:: 待处理数据 ::
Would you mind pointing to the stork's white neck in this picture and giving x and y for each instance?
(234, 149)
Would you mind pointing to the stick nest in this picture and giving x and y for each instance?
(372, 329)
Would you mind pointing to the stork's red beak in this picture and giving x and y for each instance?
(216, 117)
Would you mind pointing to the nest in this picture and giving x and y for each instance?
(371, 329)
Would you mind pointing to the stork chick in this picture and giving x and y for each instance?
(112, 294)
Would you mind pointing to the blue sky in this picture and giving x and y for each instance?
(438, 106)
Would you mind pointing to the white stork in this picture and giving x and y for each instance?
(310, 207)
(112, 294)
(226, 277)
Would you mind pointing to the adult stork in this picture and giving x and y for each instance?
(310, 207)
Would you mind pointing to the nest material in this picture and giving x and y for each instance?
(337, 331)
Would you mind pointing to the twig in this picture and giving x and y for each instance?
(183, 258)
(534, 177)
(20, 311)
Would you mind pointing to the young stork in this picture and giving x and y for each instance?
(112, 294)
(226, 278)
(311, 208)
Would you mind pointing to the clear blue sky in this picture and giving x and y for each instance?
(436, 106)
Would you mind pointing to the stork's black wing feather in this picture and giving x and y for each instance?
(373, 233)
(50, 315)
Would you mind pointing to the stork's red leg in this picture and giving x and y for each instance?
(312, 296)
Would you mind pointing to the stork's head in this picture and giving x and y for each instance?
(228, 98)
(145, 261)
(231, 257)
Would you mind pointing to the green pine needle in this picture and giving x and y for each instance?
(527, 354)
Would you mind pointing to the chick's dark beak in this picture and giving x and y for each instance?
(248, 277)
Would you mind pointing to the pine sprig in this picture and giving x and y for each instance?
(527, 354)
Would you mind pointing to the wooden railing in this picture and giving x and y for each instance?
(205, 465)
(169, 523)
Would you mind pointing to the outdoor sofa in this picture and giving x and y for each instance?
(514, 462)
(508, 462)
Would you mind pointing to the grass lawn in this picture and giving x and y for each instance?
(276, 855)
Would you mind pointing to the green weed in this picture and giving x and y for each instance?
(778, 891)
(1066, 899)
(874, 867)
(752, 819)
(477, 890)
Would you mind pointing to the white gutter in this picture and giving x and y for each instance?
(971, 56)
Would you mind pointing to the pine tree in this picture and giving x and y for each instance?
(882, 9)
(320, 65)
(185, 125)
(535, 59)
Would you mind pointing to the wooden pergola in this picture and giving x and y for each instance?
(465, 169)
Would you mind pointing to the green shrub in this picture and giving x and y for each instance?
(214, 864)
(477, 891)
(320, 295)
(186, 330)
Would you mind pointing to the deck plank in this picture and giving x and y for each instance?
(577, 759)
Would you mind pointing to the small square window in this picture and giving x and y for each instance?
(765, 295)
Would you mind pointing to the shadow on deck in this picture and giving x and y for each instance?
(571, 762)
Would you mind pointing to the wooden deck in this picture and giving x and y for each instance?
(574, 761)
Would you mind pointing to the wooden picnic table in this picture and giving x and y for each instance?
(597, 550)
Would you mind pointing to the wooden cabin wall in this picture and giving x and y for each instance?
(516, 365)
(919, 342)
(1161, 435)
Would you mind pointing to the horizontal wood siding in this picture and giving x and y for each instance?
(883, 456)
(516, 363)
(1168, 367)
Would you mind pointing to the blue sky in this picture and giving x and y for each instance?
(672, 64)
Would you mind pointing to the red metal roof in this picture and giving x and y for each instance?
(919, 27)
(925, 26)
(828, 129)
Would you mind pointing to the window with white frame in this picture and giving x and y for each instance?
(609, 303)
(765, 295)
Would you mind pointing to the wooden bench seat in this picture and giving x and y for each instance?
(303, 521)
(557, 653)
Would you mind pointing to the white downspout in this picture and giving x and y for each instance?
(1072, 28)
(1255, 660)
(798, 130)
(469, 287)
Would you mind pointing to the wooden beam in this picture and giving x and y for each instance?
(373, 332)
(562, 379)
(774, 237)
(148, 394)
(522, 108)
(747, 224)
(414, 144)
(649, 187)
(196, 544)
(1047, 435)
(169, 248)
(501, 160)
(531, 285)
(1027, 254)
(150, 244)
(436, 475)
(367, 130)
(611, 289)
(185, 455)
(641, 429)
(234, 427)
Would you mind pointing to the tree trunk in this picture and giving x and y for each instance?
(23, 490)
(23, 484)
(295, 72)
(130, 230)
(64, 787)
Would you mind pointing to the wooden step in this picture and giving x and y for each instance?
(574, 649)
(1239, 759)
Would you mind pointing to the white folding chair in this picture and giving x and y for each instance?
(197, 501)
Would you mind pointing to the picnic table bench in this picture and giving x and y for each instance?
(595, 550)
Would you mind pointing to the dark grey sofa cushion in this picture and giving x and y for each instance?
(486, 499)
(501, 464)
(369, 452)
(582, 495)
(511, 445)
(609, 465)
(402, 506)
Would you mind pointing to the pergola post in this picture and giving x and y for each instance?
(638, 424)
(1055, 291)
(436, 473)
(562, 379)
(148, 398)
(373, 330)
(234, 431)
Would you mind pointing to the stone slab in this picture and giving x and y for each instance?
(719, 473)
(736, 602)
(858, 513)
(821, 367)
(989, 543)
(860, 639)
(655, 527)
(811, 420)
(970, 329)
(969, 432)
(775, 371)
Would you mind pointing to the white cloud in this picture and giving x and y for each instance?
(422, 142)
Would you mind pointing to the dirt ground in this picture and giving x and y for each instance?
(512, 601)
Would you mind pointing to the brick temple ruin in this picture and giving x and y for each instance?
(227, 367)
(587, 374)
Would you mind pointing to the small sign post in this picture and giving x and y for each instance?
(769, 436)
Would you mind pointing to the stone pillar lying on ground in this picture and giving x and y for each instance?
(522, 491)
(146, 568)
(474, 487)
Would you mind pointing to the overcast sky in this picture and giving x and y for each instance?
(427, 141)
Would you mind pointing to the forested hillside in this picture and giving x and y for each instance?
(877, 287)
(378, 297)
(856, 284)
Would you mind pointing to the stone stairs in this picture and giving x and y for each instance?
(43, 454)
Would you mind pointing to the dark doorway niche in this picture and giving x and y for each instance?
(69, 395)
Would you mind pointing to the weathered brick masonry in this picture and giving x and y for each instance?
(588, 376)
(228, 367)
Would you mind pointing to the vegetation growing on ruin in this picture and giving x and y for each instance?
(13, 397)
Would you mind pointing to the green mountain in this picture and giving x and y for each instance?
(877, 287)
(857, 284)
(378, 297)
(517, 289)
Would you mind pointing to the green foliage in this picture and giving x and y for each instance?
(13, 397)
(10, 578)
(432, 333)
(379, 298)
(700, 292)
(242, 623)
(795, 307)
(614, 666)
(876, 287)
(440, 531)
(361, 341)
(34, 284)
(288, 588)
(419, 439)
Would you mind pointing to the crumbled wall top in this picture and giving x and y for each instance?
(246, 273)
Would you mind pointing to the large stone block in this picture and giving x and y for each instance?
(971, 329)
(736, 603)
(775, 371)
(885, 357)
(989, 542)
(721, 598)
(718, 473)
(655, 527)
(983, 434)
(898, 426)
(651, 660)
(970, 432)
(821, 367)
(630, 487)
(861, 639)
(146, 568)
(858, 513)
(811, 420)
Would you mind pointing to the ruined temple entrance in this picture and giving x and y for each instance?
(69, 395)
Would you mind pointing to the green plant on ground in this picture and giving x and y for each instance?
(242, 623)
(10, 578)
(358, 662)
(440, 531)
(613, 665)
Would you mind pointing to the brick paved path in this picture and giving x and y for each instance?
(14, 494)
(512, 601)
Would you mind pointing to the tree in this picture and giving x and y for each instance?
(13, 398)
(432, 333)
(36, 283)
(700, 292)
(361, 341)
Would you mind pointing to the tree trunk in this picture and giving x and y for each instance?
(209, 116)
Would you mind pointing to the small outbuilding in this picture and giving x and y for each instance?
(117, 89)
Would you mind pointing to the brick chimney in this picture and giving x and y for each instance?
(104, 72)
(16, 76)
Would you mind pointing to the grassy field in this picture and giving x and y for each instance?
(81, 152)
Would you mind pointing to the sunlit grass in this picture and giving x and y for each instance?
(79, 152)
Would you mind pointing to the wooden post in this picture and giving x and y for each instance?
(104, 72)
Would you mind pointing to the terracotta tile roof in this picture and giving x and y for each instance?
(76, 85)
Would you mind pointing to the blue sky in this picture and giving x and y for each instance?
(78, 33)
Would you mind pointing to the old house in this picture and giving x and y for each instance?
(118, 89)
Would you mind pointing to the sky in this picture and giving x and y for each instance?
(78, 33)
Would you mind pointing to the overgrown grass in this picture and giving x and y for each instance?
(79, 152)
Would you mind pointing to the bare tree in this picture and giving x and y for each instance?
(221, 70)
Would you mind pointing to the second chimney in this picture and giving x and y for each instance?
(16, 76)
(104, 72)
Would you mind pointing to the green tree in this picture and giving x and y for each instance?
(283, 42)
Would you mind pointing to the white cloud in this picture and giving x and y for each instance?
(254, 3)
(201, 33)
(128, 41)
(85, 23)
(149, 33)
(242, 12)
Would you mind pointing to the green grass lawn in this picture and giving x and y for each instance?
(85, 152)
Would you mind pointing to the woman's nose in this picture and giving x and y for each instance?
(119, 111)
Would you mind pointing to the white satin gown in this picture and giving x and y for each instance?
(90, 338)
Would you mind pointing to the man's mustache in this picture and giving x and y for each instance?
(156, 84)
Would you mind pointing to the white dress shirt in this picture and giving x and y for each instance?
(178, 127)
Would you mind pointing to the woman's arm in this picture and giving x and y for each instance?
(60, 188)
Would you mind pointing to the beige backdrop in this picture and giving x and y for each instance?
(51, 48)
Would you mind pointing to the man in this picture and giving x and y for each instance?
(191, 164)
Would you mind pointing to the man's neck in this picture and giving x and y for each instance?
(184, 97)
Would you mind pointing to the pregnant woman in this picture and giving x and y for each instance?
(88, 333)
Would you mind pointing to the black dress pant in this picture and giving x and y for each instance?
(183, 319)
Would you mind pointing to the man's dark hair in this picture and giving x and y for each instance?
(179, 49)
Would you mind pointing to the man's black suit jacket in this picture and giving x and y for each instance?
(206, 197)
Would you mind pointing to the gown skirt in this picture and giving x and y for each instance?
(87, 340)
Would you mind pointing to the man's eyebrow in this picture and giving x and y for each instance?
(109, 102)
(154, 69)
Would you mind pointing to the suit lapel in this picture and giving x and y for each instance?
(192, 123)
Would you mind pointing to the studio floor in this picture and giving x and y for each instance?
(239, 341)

:: 问题描述 ::
能否从包含“Would you mind pointing to the man's black”的那一行起，一直到数据结尾，把这些行一字不改地输出？

:: 任务结果 ::
Would you mind pointing to the man's black suit jacket in this picture and giving x and y for each instance?
(206, 197)
Would you mind pointing to the gown skirt in this picture and giving x and y for each instance?
(87, 340)
Would you mind pointing to the man's eyebrow in this picture and giving x and y for each instance?
(109, 102)
(154, 69)
Would you mind pointing to the suit lapel in this picture and giving x and y for each instance?
(192, 123)
Would you mind pointing to the studio floor in this picture and giving x and y for each instance?
(239, 341)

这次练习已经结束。